Reproduce the listing from the line containing "Outline every instance of the shoulder" down through the line containing "260 141 L 256", substituting "shoulder region" for "shoulder" and leaving everything else unchanged.
═══ EXERCISE MATERIAL
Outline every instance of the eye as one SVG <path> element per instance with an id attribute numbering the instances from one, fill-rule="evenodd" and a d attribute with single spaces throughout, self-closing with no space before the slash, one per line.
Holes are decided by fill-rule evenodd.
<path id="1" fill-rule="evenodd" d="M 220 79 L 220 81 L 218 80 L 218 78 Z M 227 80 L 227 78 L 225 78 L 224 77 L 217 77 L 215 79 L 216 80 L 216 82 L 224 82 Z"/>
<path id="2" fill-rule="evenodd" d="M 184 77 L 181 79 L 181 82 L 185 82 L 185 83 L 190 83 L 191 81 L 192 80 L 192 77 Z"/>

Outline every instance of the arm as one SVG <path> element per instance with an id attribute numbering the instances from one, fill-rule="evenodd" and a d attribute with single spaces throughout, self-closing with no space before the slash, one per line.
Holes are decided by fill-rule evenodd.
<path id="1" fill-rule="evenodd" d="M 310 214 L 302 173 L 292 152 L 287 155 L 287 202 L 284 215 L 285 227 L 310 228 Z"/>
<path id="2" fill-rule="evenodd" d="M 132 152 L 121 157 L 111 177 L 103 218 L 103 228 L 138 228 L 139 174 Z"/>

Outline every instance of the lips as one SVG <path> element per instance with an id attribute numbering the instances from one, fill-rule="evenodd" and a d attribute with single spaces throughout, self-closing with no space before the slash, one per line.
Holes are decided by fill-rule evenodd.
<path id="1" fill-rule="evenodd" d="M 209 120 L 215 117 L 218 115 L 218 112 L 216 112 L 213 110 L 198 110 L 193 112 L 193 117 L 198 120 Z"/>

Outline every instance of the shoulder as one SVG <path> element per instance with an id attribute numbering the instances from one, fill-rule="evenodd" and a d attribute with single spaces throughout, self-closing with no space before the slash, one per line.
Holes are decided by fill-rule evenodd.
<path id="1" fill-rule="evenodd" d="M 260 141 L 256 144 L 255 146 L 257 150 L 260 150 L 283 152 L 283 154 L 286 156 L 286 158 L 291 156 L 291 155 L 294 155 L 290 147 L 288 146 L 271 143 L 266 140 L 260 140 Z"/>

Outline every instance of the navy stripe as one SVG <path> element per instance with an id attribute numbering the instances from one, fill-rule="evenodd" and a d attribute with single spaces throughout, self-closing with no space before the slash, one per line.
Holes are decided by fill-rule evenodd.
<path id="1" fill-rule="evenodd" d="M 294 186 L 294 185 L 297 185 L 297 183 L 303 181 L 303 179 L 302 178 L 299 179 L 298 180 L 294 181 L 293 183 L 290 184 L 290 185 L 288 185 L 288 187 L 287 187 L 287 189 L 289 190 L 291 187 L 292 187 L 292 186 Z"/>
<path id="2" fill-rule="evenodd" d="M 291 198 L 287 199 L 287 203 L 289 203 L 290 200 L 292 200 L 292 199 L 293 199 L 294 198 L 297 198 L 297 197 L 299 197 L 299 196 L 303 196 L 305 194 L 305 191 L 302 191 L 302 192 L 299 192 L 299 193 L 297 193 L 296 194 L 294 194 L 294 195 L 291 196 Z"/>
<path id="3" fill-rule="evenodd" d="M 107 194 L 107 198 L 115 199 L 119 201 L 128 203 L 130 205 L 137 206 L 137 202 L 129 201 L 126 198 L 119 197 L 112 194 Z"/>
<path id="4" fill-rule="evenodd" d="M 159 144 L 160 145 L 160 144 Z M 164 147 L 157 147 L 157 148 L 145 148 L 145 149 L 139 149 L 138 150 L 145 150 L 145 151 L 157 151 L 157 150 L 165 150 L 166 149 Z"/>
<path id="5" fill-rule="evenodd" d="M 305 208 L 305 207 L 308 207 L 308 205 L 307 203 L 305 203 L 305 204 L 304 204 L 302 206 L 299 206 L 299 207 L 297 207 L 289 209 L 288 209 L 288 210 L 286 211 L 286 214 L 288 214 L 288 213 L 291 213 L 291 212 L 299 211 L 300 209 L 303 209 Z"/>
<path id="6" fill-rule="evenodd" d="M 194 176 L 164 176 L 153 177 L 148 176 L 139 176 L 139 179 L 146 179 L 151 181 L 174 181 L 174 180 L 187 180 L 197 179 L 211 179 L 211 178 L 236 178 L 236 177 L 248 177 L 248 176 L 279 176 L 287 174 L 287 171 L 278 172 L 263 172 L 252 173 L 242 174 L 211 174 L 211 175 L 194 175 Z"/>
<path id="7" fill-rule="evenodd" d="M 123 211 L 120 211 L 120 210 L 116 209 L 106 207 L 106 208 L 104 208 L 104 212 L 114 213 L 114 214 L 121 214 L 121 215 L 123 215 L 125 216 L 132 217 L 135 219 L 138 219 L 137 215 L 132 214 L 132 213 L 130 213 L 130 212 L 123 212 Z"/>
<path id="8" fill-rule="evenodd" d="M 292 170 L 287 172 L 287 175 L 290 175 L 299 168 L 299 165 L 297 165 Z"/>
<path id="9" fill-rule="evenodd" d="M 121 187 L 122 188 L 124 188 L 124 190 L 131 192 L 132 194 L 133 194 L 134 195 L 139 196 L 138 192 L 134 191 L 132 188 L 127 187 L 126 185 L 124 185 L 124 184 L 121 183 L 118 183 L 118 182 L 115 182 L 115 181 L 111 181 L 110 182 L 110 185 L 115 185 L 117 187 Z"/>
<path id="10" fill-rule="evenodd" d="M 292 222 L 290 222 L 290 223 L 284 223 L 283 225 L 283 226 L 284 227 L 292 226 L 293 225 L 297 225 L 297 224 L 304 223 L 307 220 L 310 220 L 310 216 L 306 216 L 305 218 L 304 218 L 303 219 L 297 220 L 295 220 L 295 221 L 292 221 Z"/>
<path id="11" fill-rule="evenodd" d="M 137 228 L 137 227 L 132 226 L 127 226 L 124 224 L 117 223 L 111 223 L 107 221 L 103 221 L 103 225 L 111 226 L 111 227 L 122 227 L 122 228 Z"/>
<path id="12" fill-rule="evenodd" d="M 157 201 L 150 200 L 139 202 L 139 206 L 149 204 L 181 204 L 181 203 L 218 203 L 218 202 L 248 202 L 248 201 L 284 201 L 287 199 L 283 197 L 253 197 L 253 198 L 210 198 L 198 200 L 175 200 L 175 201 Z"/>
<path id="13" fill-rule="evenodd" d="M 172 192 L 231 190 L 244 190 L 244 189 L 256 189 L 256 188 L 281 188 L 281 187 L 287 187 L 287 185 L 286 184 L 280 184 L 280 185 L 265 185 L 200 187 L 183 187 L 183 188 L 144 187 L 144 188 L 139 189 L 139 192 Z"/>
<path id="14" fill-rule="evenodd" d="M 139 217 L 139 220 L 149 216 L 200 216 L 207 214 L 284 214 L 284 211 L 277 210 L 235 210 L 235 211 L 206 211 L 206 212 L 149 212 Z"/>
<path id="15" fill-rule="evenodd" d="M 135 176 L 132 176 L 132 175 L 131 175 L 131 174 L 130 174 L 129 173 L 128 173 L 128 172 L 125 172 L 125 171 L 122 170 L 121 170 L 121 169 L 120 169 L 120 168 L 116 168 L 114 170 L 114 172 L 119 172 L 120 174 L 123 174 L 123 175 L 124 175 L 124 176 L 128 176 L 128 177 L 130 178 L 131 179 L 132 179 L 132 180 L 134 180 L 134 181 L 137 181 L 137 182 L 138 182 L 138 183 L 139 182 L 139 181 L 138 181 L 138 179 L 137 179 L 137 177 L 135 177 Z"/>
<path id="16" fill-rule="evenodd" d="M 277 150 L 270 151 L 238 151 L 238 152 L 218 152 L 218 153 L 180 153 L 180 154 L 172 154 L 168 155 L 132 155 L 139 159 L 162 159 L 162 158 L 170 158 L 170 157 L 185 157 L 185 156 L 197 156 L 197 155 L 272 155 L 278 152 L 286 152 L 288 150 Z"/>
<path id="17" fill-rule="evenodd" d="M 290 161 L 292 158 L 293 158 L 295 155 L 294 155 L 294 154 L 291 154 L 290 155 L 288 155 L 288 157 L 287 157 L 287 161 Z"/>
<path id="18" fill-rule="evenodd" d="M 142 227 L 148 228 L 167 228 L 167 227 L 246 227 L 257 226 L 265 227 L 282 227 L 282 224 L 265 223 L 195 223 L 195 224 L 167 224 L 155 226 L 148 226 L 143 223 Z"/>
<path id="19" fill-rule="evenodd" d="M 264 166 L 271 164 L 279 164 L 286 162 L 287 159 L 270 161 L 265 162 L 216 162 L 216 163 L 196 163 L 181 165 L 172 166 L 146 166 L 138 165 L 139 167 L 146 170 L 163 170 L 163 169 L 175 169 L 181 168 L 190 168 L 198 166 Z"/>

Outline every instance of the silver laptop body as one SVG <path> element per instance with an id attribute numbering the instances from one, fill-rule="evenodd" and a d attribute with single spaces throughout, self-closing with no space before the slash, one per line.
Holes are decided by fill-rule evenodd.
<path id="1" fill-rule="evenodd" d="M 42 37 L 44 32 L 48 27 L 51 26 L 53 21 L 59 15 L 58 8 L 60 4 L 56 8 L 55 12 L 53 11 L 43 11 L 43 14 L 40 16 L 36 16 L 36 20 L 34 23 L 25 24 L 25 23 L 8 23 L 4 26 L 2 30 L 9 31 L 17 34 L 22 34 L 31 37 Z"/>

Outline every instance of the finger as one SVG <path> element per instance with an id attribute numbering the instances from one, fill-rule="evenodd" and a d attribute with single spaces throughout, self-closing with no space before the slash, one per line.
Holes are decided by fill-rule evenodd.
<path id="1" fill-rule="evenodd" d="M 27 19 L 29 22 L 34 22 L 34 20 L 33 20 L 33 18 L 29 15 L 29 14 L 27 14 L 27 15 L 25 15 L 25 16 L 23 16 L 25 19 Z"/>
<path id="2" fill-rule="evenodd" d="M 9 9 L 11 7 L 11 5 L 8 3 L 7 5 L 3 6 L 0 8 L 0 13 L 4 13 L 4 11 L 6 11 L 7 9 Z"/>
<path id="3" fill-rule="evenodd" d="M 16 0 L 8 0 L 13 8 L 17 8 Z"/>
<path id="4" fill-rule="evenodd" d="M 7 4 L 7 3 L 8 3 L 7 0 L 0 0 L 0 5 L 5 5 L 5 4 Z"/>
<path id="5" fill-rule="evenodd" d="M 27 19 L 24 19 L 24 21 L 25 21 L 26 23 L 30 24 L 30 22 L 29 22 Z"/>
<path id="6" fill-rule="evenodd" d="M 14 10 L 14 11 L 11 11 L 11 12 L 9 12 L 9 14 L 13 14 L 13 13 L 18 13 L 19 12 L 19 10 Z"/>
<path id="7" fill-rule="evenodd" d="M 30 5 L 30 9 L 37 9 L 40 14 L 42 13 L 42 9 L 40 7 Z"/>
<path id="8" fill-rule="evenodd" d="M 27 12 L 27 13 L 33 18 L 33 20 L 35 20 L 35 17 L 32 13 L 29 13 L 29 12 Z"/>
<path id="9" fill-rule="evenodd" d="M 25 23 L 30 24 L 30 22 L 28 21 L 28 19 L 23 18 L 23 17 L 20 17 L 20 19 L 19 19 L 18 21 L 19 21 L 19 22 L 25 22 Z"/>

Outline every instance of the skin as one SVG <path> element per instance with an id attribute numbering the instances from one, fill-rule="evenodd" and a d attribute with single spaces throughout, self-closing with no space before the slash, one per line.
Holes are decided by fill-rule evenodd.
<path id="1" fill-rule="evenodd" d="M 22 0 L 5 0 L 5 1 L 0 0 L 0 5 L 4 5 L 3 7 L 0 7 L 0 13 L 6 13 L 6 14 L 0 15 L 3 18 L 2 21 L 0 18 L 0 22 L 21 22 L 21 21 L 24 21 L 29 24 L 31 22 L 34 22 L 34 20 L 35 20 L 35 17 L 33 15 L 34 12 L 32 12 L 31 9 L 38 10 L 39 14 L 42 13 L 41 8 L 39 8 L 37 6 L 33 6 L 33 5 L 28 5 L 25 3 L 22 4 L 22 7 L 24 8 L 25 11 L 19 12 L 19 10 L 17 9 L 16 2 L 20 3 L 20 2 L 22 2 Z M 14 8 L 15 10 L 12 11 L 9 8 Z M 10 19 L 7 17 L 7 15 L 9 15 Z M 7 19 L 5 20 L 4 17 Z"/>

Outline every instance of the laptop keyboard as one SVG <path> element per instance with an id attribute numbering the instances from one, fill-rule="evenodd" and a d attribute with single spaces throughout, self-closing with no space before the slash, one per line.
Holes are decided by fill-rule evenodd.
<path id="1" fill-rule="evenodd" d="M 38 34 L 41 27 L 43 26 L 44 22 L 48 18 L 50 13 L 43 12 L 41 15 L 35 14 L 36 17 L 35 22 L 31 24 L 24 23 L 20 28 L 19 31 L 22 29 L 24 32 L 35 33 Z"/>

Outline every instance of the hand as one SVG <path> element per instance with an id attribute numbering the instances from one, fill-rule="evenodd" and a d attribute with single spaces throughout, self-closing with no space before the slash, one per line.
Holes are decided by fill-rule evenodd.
══════
## TASK ANSWER
Outline every instance of the shoulder region as one SVG <path> element per instance with an id attribute numbering the instances from one, fill-rule="evenodd" and a d attribute with single spaces throughout, self-closing with no space before the slash, one per line.
Holes are decided by fill-rule evenodd.
<path id="1" fill-rule="evenodd" d="M 260 141 L 256 144 L 255 146 L 257 150 L 260 150 L 283 152 L 283 154 L 286 156 L 286 158 L 291 156 L 291 155 L 294 155 L 290 147 L 288 146 L 271 143 L 266 140 L 260 140 Z"/>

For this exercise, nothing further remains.